COMPITO
Nel brano riportato, quali fenomeni vengono indicati come conseguenze ovvie della situazione descritta?

Dopo un lungo periodo di bel tempo tardo estivo ecco che arriva l’inevitabile (e normale) pioggia autunnale. Mettici, in più, i cambiamenti climatici in atto e la cementificazione selvaggia del territorio et voilà, ecco che la “frittata” è fatta. Smottamenti, allagamenti, frane, piene sono le conseguenze ovvie di una tale situazione che già da qualche decennio scienziati e meteorologi continuano a ricordarci facendo luce sul fatto che, prima o poi, le conseguenze dei cambiamenti climatici non provocheranno solo danni materiali, danni economici e perdite umane ma anche forti ondate migratorie di popolazioni che abitano territori divenuti sempre più inospitali.

In questo contesto – soprattutto dopo che i fenomeni naturali e le loro conseguenze sul territorio hanno determinato dei morti – le parole che più frequentemente ricorrono nei titoli dei giornali e nella dialettica dell’informazione televisiva e radiofonica sono: “Maltempo killer”, “natura matrigna”, “pioggia omicida”, “piena devastante” e chi più ne ha più ne metta. Quasi che la natura si diverta ad essere cattiva e malevola nei confronti degli esseri umani e degli altri esseri viventi del Pianeta.

INSIEME DI DATI
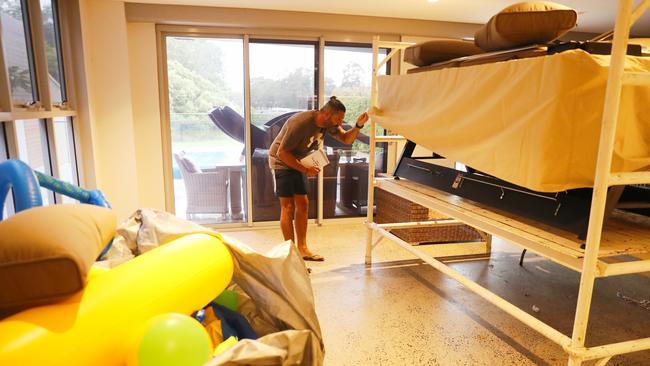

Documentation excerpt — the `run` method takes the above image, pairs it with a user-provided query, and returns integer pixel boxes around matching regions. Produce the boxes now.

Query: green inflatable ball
[137,314,212,366]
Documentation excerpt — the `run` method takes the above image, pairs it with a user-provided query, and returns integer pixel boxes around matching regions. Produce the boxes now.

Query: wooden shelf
[376,178,650,276]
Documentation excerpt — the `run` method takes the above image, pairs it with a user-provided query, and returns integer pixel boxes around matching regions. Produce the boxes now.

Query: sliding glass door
[164,34,388,224]
[323,43,386,218]
[249,40,318,221]
[165,36,248,224]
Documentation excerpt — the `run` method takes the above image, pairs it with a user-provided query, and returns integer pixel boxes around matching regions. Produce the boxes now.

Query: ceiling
[126,0,650,37]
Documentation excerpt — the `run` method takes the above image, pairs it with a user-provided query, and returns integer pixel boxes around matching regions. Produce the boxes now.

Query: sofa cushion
[0,204,116,317]
[474,1,578,51]
[404,39,484,66]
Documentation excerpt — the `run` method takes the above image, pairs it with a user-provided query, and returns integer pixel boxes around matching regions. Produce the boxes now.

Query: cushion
[0,204,116,317]
[179,152,203,173]
[404,39,483,66]
[474,1,578,51]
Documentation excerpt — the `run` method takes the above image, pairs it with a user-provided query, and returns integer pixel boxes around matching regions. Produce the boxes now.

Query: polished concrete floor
[225,223,650,366]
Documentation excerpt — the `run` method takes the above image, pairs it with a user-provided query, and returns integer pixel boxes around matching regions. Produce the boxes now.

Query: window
[54,117,79,203]
[323,43,386,218]
[41,0,66,103]
[0,0,79,214]
[166,36,248,224]
[249,40,316,221]
[0,123,14,217]
[0,0,38,103]
[16,119,54,205]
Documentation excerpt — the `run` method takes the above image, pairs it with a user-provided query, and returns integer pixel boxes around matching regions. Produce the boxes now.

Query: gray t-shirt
[269,111,338,169]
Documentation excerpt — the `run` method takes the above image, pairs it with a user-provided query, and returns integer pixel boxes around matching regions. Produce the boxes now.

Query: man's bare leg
[280,197,296,243]
[293,194,311,256]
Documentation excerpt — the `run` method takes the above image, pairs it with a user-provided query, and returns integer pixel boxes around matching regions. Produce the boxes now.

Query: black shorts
[273,169,307,197]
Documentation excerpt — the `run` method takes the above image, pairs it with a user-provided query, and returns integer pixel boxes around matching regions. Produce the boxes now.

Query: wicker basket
[375,189,483,244]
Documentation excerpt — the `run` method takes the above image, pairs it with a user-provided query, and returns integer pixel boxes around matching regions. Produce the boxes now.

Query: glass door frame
[156,25,399,229]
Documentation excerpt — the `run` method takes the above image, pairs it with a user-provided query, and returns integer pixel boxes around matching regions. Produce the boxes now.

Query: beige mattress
[371,50,650,192]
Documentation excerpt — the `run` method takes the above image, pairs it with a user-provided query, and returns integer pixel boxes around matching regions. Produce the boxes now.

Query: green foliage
[167,37,228,89]
[0,0,23,22]
[251,68,314,110]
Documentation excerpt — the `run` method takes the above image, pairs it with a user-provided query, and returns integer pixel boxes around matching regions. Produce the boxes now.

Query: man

RISULTATO
Smottamenti, allagamenti, frane e piene.